--- start SUPPLIED DATA ---

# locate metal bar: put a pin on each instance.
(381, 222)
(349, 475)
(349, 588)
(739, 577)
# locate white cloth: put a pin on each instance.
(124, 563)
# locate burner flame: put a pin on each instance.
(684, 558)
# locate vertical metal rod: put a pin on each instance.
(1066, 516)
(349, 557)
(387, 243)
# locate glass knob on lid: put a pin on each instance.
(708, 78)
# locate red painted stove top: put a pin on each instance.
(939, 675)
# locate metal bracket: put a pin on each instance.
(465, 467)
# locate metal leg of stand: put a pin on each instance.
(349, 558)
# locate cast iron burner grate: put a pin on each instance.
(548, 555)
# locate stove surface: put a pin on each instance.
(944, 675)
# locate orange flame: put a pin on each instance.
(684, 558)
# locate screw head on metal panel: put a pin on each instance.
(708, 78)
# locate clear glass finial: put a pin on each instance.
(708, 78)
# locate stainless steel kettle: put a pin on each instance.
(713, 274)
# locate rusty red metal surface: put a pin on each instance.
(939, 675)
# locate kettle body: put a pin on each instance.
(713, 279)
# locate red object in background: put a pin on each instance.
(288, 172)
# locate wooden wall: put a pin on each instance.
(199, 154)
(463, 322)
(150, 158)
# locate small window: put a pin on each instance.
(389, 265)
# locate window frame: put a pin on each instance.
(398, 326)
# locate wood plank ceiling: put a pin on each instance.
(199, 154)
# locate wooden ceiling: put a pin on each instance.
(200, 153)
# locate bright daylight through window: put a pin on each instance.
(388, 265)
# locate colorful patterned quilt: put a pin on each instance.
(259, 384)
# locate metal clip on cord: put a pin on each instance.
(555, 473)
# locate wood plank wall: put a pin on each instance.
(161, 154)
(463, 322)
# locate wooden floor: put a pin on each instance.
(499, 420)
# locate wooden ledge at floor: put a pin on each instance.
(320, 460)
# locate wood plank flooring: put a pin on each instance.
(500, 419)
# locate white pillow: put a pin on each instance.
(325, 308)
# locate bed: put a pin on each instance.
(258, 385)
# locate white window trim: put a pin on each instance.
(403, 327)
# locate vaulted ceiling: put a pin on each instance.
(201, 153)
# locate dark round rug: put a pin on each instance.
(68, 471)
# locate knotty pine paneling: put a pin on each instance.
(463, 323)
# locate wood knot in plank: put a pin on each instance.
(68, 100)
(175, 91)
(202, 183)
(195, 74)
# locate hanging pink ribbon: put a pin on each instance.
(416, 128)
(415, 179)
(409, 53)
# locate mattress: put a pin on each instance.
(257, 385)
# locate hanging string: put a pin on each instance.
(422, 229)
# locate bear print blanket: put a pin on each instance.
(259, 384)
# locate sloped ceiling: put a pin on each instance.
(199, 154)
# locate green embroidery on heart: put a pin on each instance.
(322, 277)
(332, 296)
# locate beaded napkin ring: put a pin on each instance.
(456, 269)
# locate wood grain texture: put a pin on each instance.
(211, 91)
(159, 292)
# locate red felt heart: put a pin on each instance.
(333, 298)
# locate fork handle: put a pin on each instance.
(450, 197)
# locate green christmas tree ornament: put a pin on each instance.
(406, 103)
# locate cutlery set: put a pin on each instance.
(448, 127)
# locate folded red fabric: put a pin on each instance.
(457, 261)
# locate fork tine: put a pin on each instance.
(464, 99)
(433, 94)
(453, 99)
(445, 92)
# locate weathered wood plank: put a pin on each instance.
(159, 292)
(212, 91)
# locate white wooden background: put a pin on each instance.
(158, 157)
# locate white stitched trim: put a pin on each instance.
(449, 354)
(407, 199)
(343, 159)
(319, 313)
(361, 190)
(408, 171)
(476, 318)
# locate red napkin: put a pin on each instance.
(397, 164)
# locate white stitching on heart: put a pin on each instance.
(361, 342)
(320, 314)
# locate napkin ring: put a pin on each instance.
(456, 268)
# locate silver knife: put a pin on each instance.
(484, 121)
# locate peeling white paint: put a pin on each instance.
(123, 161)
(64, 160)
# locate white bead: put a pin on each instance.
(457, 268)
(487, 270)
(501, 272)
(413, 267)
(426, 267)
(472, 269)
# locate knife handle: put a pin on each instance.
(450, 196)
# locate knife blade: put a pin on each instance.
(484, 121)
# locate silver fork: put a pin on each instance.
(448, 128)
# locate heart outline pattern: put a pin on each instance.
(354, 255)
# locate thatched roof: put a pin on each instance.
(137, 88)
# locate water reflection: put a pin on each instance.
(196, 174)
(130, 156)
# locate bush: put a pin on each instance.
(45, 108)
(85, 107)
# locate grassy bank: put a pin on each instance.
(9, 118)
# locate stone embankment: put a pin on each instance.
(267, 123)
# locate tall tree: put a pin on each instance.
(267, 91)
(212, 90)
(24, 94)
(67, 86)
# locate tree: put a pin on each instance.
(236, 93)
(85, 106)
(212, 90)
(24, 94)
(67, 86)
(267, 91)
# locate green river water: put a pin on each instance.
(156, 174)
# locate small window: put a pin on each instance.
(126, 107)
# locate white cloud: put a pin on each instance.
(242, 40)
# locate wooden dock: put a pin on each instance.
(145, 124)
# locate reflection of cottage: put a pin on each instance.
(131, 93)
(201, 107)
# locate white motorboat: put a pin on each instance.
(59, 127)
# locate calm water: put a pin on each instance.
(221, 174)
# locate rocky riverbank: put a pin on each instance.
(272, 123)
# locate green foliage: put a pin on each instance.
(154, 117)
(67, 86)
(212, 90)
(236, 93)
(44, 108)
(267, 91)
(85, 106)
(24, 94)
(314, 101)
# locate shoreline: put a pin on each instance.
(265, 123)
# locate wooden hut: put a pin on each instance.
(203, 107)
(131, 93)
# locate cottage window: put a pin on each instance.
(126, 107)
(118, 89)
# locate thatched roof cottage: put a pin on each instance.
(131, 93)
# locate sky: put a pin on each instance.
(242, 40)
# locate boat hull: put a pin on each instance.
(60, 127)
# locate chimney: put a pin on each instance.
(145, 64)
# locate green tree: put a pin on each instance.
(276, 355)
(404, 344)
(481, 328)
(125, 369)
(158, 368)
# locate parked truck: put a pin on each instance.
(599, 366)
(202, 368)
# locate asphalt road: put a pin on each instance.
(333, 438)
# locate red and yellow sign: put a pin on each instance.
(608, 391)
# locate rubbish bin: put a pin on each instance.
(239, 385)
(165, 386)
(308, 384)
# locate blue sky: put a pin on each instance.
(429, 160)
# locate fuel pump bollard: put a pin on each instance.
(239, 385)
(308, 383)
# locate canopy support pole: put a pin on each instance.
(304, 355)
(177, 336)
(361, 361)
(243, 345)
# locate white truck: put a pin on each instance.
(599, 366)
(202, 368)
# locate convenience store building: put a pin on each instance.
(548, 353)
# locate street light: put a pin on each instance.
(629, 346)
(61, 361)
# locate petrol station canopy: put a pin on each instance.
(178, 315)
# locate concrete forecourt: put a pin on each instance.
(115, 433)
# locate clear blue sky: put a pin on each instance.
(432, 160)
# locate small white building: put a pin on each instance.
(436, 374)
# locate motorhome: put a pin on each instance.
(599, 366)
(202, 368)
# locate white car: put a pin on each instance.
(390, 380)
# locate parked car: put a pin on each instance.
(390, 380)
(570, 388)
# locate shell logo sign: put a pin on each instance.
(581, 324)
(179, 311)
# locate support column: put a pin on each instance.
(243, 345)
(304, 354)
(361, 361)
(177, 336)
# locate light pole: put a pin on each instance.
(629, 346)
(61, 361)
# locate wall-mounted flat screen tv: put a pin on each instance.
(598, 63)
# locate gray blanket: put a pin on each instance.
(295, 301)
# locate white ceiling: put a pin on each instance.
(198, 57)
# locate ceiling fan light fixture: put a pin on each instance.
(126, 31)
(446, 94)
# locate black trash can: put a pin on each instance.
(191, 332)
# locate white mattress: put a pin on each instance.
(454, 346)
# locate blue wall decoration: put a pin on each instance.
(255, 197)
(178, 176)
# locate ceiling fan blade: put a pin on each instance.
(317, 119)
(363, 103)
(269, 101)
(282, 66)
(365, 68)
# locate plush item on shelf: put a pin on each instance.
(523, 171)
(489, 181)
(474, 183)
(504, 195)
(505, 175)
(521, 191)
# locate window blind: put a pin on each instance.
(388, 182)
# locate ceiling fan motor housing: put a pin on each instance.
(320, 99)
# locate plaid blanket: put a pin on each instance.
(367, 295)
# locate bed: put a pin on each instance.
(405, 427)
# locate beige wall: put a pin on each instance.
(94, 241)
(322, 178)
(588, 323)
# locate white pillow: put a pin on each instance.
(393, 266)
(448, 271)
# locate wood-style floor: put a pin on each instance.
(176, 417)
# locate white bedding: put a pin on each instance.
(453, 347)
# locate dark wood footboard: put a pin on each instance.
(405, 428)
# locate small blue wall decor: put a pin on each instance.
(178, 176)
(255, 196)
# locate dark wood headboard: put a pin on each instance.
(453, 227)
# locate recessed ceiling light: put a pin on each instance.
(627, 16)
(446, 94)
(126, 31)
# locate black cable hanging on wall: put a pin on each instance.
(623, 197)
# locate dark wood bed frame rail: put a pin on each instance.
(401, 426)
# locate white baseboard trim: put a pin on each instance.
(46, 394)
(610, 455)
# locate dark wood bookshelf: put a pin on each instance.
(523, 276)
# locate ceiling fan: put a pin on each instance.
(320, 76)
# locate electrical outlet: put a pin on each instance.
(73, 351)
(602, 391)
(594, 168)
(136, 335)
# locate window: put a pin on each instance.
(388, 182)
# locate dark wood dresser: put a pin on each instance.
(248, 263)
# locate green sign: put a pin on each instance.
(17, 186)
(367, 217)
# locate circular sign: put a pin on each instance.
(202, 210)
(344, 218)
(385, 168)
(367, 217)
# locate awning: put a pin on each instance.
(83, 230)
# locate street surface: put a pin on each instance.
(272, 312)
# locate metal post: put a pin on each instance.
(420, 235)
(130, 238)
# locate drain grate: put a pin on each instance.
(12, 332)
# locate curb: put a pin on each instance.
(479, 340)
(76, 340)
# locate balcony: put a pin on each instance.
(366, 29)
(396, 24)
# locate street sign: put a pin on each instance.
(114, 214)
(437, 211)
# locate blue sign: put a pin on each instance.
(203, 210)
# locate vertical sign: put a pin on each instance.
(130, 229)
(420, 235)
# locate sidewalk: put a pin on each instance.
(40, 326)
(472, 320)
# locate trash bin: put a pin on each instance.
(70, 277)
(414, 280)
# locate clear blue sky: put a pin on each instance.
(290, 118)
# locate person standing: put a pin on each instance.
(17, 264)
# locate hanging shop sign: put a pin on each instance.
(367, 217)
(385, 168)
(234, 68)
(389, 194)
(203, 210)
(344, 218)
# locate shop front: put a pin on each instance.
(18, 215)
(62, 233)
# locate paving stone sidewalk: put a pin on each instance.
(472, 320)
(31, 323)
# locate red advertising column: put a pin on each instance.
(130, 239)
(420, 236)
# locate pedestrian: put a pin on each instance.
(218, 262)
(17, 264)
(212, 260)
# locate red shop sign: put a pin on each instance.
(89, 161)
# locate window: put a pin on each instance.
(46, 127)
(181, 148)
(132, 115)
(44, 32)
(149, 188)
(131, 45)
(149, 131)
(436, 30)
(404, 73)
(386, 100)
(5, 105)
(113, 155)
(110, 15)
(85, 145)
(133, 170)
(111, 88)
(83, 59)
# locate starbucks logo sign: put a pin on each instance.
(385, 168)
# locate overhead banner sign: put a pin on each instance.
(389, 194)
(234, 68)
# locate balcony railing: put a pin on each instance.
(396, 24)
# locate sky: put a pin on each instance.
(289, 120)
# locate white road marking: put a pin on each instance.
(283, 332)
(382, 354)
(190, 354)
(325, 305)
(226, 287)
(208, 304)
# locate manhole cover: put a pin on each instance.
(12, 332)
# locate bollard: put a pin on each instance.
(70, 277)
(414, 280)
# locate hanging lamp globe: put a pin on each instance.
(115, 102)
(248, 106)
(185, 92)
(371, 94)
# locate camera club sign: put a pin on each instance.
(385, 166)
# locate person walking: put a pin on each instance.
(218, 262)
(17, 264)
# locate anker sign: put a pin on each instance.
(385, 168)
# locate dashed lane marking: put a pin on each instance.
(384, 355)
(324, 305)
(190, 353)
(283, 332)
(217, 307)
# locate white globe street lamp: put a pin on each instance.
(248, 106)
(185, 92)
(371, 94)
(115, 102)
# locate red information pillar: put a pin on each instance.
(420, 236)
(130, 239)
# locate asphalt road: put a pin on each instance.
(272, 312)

--- end SUPPLIED DATA ---

Pull out every line from the one with "# locate trash" to the end of the listing, and output only those.

# locate trash bin: put a pin on each instance.
(70, 277)
(414, 280)
# locate clear blue sky: put a pin on each instance.
(290, 118)
# locate person standing: put a pin on each instance.
(17, 264)
# locate hanging shop sign: put a pin on each instance.
(367, 217)
(385, 168)
(234, 68)
(389, 194)
(203, 210)
(344, 218)
# locate shop front: put a pin on each instance.
(18, 215)
(62, 233)
# locate paving stone sidewalk: put a pin on each instance.
(472, 320)
(31, 323)
# locate red advertising column: put a pin on each instance.
(130, 239)
(420, 236)
# locate pedestrian: put a pin on each instance.
(218, 262)
(17, 264)
(212, 260)
# locate red shop sign: put a pin on each instance.
(89, 161)
# locate window: put a pin on each instance.
(46, 127)
(181, 148)
(132, 115)
(44, 32)
(149, 188)
(131, 45)
(149, 131)
(436, 30)
(404, 73)
(386, 100)
(5, 105)
(113, 155)
(110, 15)
(85, 145)
(133, 170)
(111, 88)
(83, 59)
# locate starbucks logo sign: put a pin on each instance.
(385, 168)
# locate overhead banner sign: put a pin on each instance.
(389, 194)
(234, 68)
# locate balcony railing: put a pin on each instance.
(396, 24)
# locate sky: put a pin on each instance.
(289, 120)
# locate white road marking: put a pin on each instance.
(283, 332)
(382, 354)
(190, 354)
(325, 305)
(226, 287)
(208, 304)
# locate manhole cover: put a pin on each instance.
(12, 332)
# locate bollard: put a pin on each instance.
(70, 277)
(414, 280)
# locate hanging lamp globe: put a pin on each instance.
(115, 102)
(248, 106)
(185, 92)
(371, 94)
# locate camera club sign: put a pin on each instance.
(385, 166)
# locate person walking: put a pin on each instance.
(218, 262)
(17, 264)
# locate anker sign: put a pin on each instance.
(385, 168)
# locate dashed lane marking: put a pin on each instance.
(384, 355)
(324, 305)
(190, 353)
(283, 332)
(217, 307)
# locate white globe street lamp: put a pin on each instance.
(248, 106)
(185, 92)
(371, 94)
(115, 102)
# locate red information pillar: put a pin on each instance.
(420, 236)
(130, 239)
# locate asphalt road: put a pin on each instance.
(272, 312)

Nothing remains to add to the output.